Instructions to follow →
Take the line containing "of the fallen" and all lines after it to the end of the records, and output them exactly.
(Records for the task Opens)
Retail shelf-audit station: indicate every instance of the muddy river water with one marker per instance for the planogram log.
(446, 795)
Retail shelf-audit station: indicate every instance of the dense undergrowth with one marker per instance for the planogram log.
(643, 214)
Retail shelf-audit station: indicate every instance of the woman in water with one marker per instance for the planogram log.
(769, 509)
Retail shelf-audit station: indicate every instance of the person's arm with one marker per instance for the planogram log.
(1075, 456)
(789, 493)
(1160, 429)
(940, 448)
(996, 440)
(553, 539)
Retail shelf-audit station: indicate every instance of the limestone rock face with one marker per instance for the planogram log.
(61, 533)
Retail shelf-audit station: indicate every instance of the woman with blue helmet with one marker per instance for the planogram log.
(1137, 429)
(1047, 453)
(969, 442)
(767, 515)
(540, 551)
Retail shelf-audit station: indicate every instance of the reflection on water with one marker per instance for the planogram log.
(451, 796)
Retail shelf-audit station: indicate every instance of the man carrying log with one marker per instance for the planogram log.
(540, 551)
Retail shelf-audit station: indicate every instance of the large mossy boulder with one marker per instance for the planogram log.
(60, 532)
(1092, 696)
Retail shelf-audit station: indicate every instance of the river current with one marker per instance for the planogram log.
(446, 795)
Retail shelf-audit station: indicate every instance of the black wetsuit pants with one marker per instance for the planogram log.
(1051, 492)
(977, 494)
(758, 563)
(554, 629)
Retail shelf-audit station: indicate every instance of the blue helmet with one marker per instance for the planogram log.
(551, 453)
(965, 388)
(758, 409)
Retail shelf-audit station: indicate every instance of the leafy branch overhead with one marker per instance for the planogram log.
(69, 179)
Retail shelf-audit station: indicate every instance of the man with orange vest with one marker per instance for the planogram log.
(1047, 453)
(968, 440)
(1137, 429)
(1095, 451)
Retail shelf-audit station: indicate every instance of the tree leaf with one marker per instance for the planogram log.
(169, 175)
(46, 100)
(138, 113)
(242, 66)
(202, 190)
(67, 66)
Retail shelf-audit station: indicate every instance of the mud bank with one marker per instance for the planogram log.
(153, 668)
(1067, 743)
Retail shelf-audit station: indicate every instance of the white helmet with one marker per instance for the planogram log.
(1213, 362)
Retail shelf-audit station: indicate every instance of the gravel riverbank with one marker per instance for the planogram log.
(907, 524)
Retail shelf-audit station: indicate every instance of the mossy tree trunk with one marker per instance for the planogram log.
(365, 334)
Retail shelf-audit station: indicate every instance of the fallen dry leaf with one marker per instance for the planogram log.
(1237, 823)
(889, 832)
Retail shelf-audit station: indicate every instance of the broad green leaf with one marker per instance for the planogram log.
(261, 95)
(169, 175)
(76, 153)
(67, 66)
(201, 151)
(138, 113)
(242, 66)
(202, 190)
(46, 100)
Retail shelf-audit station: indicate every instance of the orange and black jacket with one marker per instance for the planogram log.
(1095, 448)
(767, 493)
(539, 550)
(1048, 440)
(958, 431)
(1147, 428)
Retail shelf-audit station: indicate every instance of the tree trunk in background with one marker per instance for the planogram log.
(Records for the task Closes)
Exercise output →
Retail shelf-audit station: indicate every instance of the fallen dry leaf with one marker per instance for the planogram log.
(1237, 823)
(889, 832)
Retail shelf-audit station: indicate every instance of the broad green leaf with one marker per instance for the planogram log.
(261, 95)
(169, 175)
(76, 153)
(67, 66)
(201, 151)
(138, 113)
(242, 66)
(202, 190)
(46, 100)
Retail shelf-audit station: indicate every instance of the orange and black jacket with one marker per instance for the planogram log.
(1095, 448)
(767, 493)
(539, 550)
(1048, 440)
(958, 431)
(1147, 428)
Retail shelf-audit station: indicate every instance of the tree trunk in background with one marker per instance for the planogram log.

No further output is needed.